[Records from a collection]
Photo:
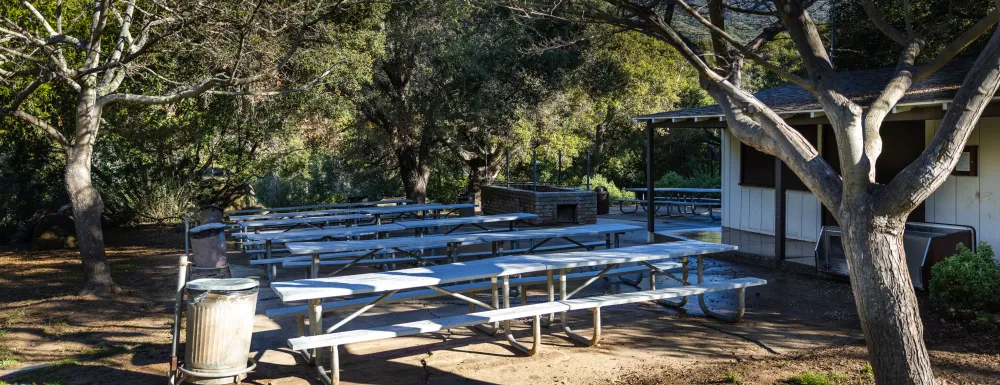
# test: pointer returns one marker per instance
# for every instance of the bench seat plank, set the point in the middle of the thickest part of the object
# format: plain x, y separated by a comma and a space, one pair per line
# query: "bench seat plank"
307, 261
330, 306
458, 221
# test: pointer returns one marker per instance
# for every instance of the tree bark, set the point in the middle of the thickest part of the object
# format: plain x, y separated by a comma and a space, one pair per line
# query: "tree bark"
883, 292
414, 174
86, 200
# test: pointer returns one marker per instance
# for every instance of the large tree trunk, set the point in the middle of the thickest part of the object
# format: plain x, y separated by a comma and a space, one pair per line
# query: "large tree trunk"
887, 305
480, 175
414, 175
87, 202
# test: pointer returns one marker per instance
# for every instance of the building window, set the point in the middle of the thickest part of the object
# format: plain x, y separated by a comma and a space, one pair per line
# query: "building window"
757, 168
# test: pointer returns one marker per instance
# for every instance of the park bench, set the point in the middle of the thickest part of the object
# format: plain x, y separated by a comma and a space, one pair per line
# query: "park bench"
391, 283
453, 224
320, 207
292, 214
436, 210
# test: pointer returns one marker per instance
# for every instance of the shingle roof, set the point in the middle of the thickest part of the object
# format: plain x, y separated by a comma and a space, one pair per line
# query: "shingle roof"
861, 86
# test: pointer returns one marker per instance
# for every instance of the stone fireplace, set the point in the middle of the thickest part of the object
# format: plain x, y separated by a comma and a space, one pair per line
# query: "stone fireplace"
554, 205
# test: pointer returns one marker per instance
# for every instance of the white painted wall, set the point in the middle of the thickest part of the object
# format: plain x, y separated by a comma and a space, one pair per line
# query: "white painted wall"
972, 200
963, 200
752, 208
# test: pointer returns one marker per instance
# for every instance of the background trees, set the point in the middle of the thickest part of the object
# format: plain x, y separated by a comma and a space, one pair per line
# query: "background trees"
872, 215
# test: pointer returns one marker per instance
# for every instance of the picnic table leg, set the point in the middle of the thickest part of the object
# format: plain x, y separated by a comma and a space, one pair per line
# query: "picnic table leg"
596, 312
740, 301
271, 269
315, 322
535, 325
314, 268
684, 281
552, 297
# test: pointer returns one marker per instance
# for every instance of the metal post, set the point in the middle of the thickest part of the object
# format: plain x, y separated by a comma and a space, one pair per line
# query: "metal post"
534, 169
650, 208
179, 300
507, 177
559, 169
779, 212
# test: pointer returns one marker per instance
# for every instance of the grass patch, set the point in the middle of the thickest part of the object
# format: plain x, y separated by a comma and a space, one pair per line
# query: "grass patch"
7, 363
815, 378
7, 357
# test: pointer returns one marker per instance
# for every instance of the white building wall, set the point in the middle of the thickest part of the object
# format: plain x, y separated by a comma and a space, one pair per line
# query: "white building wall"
752, 208
972, 200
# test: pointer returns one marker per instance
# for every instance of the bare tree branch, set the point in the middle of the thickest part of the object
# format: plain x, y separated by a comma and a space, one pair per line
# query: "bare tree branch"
745, 51
919, 179
882, 106
883, 25
959, 44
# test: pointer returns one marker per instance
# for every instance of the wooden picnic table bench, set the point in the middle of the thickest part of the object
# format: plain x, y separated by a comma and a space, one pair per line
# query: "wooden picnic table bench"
320, 207
391, 285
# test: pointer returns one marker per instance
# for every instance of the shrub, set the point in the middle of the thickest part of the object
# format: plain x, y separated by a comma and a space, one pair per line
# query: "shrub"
673, 179
613, 191
968, 281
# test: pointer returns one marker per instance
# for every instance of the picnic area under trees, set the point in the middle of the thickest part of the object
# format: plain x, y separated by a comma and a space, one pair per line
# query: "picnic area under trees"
425, 191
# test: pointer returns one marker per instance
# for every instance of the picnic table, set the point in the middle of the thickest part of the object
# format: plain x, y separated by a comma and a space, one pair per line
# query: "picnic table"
435, 209
326, 206
413, 247
387, 285
679, 198
307, 221
457, 223
408, 246
292, 214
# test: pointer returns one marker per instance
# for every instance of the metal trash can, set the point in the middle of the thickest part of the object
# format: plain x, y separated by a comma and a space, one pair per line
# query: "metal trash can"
603, 200
208, 246
220, 315
210, 214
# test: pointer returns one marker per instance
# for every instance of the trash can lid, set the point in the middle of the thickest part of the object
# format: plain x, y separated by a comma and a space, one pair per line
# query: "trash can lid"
222, 284
208, 226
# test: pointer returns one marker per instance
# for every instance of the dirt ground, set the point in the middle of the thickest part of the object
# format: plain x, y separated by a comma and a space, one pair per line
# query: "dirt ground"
797, 326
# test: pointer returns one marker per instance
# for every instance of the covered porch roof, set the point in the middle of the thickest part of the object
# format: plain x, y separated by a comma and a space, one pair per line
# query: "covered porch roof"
927, 99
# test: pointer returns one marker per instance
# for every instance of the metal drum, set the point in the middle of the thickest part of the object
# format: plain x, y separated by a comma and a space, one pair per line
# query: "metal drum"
220, 316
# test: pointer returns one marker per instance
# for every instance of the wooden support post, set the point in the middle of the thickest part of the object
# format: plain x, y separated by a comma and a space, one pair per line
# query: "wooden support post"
779, 212
650, 208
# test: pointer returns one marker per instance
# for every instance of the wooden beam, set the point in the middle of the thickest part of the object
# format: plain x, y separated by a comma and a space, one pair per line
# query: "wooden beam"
779, 212
650, 196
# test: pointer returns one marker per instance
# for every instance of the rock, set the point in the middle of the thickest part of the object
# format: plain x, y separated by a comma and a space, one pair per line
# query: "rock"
54, 232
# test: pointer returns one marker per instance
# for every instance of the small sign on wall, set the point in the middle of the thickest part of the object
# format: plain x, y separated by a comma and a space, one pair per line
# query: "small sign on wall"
968, 162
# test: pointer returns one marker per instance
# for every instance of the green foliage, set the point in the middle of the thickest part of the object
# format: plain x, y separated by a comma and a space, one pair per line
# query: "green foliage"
968, 281
672, 179
613, 191
816, 378
938, 22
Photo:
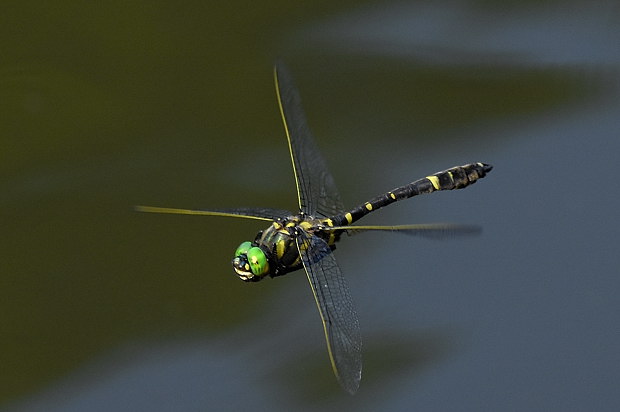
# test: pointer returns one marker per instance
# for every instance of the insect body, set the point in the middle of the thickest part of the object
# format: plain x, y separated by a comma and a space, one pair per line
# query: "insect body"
308, 238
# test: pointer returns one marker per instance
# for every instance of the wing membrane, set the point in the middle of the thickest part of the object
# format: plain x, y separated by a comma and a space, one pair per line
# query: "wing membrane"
316, 190
241, 212
340, 322
429, 230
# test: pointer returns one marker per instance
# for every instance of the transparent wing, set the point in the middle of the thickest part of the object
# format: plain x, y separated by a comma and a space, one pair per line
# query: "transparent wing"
241, 212
340, 323
316, 189
429, 230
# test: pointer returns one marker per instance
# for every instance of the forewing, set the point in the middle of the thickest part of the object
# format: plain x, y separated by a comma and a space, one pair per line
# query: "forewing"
340, 322
241, 212
316, 189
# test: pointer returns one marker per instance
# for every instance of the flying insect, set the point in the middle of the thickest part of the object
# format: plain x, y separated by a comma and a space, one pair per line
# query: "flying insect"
306, 239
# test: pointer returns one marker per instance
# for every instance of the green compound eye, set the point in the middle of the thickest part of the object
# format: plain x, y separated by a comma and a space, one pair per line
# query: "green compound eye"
243, 248
258, 261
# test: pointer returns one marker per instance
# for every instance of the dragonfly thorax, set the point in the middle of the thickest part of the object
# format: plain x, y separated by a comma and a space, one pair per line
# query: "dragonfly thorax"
274, 251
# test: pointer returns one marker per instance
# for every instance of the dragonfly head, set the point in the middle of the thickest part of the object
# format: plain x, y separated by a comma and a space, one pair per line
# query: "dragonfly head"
250, 262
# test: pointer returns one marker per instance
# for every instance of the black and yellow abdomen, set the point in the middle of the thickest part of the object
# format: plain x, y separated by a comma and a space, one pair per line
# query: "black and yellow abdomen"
454, 178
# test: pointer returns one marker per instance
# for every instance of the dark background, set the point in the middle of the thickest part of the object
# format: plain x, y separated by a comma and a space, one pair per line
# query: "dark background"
111, 104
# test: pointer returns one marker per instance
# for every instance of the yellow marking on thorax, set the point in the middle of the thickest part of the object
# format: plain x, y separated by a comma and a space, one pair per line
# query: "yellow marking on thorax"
434, 181
280, 248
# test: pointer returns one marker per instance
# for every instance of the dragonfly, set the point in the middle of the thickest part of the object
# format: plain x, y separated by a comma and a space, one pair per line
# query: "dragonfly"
307, 239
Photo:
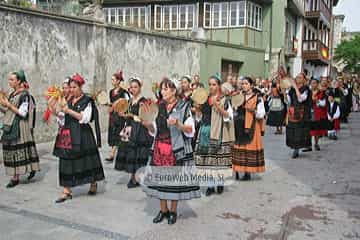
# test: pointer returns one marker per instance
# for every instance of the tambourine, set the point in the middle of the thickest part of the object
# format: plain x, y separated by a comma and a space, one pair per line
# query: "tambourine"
121, 105
199, 96
148, 111
237, 100
102, 98
3, 95
227, 88
285, 83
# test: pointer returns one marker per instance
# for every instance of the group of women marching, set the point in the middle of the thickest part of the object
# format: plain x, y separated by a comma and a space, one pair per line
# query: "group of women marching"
310, 109
217, 131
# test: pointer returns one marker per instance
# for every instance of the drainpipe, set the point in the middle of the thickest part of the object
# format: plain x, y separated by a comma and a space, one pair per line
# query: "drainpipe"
270, 41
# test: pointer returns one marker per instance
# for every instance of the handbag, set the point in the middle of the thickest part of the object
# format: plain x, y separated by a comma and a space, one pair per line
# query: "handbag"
63, 139
12, 132
125, 133
276, 105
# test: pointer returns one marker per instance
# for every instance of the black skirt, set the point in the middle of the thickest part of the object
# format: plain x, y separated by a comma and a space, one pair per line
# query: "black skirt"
134, 154
276, 118
83, 167
298, 135
130, 159
116, 124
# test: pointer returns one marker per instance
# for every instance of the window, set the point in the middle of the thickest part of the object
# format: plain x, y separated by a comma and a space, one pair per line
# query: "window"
220, 15
254, 15
113, 15
190, 16
233, 14
175, 17
135, 17
216, 15
127, 13
142, 22
157, 17
166, 20
182, 13
128, 16
120, 16
207, 14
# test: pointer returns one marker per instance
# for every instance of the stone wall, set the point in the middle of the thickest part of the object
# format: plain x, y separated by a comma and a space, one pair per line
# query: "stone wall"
49, 47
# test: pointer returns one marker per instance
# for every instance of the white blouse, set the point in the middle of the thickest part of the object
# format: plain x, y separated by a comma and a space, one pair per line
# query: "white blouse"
301, 99
230, 116
337, 112
260, 109
85, 116
24, 108
188, 122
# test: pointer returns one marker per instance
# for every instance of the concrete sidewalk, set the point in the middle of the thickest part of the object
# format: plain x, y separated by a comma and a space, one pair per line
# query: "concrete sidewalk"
316, 196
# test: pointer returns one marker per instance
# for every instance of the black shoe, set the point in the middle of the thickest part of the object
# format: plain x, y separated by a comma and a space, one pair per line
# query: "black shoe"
295, 154
62, 199
93, 193
160, 217
12, 183
31, 175
132, 184
246, 177
307, 150
209, 191
172, 218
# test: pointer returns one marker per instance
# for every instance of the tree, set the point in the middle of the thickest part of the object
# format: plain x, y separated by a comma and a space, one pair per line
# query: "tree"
348, 53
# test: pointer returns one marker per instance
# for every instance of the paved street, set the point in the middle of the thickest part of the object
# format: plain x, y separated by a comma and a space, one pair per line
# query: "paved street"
316, 196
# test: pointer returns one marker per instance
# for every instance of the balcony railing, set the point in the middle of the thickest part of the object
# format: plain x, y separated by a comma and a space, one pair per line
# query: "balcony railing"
289, 47
315, 50
315, 7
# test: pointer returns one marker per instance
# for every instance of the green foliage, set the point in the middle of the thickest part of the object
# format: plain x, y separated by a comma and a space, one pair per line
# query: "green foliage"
348, 52
21, 3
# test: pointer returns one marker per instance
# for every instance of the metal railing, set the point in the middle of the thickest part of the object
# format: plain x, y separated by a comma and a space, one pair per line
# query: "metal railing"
318, 6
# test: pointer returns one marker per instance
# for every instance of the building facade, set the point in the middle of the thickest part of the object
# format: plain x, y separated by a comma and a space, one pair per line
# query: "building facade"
256, 36
240, 29
318, 34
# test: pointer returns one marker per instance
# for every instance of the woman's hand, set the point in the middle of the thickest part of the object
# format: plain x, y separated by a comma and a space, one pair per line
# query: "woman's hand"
172, 121
111, 109
5, 102
64, 108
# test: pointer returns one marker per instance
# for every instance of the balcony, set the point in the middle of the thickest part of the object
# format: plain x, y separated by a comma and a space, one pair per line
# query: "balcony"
315, 52
297, 7
290, 47
316, 9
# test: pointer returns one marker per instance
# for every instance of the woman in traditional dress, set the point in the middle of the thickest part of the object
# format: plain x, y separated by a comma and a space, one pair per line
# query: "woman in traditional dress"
298, 128
186, 91
19, 150
75, 145
277, 109
356, 95
173, 130
135, 141
319, 123
248, 150
216, 135
196, 83
116, 122
333, 113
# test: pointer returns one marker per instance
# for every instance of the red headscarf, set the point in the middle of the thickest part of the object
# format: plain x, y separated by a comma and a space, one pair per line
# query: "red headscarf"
119, 75
79, 79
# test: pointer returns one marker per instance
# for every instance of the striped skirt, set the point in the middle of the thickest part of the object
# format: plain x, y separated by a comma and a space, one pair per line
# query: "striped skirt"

--- Problem to solve ---
Pull out every line of the entries above that contains the word "paved", treating uppercase and lowercase as different.

--- Correct output ---
# for every instance of the paved street, set the point in the middle of the thickest part of the object
# query: "paved street"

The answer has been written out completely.